DOCUMENTO DI PARTENZA:
_ _ _ _ _
Se la Corte costituzionale, affermata l'autonoma tutela del diritto costituzionalmente garantito alla salute, ne ha garantito dal combinato disposto tra l'art. 2043 c.c. e l'art. 32 Cost. la risarcibilità del danno alla salute prima di quelli in senso stretto patrimoniali, secondo l'ormai nota formula del danno-evento, non si vede perché non debba essere risarcito il danno da lesione di altri diritti secondo questo modello (in questo caso l'art. 2043 c.c. sarà da ricollegarsi direttamente all'art. 2 Cost., fondamento del diritto in questione).

Il sintagma danno ingiusto, quindi, collegherebbe l'art. 2043 c.c. alla lesione di una situazione soggettiva giuridicamente rilevante che assuma una sua giusta collocazione nella gerarchia dei valori costituzionali, la cui lesione costituirà un danno ingiusto, risarcibile ai sensi degli artt. 2043 c.c. e 2 Cost.: ad argomentare diversamente sarebbe palese la disparità di trattamento per due posizioni ugualmente garantite.

@2. Il danno esistenziale come danno derivante da lesione dei diritti della personalità

- Il clima di crescente interesse verso la figura del danno esistenziale trova un ideale sbocco nell'imprimatur dato dalla Cassazione secondo la quale:

la vigente Costituzione, garantendo principalmente e primariamente valori personali impone, infatti, una lettura costituzionalmente orientata dell'art. 2043 c.c. (che non si sottrarrebbe altrimenti ad esiti di incostituzionalità), «in correlazione agli articoli della Carta che tutelano i predetti valori», nel senso appunto che quella norma sia «idonea a compensare il sacrificio che gli stessi valori subiscono a causa dell'illecito», attraverso «il risarcimento del danno (che) è sanzione esecutiva del precetto primario ed è la minima delle sanzioni che l'ordinamento appresta per la tutela di un interesse».
_ _ _ _ _
Nel testo sul danno esistenziale, perché la lesione di una situazione soggettiva tutelata dalla Costituzione va considerata un danno ingiusto, risarcibile in base agli artt. 2043 c.c. e 2 Cost.? Rispondi con una, due o tre frasi. Le voci provengono da una fonte diversa dal testo sul danno esistenziale.
_ _ _ _ _
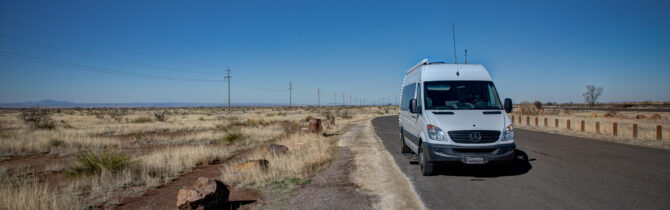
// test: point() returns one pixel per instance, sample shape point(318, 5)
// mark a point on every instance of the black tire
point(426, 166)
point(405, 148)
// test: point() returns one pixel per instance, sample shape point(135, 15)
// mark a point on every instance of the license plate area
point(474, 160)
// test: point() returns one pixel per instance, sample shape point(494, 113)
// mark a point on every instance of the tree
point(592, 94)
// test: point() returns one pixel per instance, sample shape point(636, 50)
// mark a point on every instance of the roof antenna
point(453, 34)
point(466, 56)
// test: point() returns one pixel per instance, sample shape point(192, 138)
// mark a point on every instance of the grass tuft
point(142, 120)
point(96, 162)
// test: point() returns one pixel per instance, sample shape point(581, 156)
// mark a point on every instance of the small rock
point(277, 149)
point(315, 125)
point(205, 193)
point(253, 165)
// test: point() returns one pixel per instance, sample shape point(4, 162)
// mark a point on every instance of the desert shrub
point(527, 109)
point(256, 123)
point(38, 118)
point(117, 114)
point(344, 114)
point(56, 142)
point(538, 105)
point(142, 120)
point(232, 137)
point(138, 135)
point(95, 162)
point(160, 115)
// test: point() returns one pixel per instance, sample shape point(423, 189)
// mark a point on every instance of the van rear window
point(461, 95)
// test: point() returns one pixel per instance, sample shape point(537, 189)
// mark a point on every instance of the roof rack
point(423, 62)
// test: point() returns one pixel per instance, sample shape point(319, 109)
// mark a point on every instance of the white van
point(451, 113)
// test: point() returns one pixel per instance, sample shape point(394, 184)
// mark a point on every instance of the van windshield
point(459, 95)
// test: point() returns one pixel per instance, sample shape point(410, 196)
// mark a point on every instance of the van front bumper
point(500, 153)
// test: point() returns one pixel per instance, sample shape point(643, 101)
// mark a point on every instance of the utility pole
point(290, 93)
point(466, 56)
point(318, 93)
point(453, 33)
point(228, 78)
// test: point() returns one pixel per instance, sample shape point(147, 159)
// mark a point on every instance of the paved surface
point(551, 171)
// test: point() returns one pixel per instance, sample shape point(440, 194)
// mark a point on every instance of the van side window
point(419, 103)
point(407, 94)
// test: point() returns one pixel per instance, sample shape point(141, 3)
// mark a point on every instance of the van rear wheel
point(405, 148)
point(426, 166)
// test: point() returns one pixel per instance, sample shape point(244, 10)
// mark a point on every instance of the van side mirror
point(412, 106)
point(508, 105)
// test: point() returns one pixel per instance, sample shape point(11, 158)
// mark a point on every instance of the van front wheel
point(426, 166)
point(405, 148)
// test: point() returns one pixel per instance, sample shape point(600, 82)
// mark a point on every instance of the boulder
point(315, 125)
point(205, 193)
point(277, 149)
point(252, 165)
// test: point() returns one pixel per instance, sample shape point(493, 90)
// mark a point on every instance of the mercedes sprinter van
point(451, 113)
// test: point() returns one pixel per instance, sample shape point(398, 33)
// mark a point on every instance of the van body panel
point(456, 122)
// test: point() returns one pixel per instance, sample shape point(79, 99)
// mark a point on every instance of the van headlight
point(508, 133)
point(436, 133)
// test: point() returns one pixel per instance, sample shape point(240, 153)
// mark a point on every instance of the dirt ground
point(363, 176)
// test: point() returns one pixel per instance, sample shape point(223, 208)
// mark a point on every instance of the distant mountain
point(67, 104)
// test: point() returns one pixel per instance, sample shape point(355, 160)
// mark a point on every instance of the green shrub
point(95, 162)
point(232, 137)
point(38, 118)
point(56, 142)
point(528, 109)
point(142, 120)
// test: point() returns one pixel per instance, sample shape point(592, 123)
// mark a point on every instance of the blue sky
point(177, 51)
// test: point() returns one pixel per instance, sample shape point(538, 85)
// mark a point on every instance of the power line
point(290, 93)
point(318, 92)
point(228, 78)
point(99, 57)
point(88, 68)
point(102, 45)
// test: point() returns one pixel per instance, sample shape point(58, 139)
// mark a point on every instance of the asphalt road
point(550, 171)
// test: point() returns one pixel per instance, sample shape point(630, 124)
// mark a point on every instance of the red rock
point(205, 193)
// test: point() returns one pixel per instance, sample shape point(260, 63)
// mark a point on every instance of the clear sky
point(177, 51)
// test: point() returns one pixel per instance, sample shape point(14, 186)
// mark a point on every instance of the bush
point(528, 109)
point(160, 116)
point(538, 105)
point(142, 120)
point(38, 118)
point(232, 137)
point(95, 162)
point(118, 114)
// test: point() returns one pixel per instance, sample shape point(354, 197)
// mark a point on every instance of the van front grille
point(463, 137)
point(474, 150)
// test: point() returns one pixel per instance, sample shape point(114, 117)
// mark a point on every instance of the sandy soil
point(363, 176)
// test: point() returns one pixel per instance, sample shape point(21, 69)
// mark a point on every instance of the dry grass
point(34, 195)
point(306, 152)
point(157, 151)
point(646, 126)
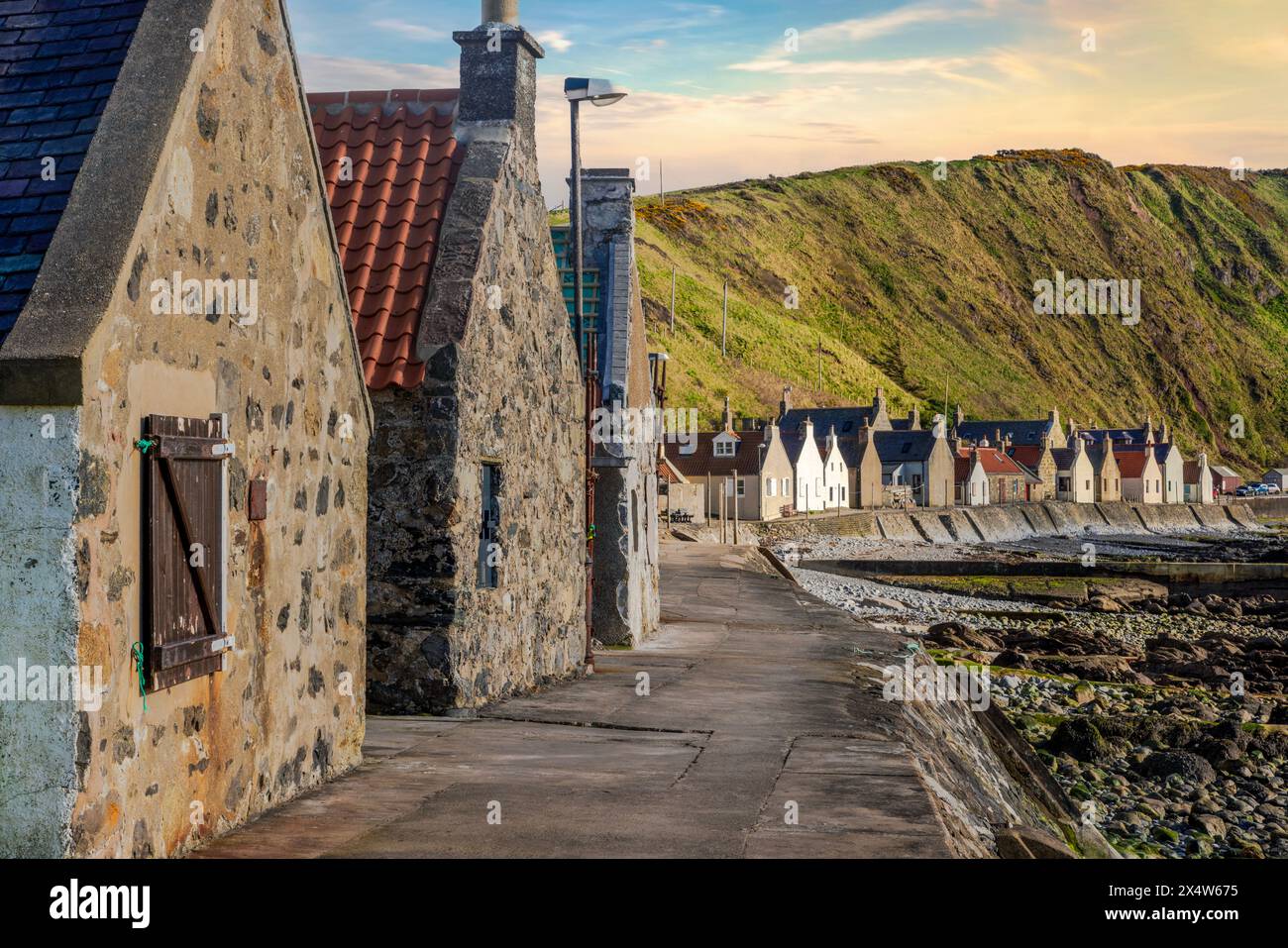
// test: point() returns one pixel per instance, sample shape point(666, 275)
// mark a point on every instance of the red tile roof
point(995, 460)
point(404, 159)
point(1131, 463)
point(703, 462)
_ _ _ _ _
SOLUZIONE:
Perché, se si ragionasse in modo diverso, ci sarebbe una palese disparità di trattamento fra due posizioni garantite allo stesso modo. La Corte costituzionale ha già ammesso il risarcimento del danno alla salute unendo l'art. 2043 c.c. e l'art. 32 Cost. Quindi lo stesso modello deve valere anche per la lesione di altri diritti, collegando l'art. 2043 c.c. all'art. 2 Cost.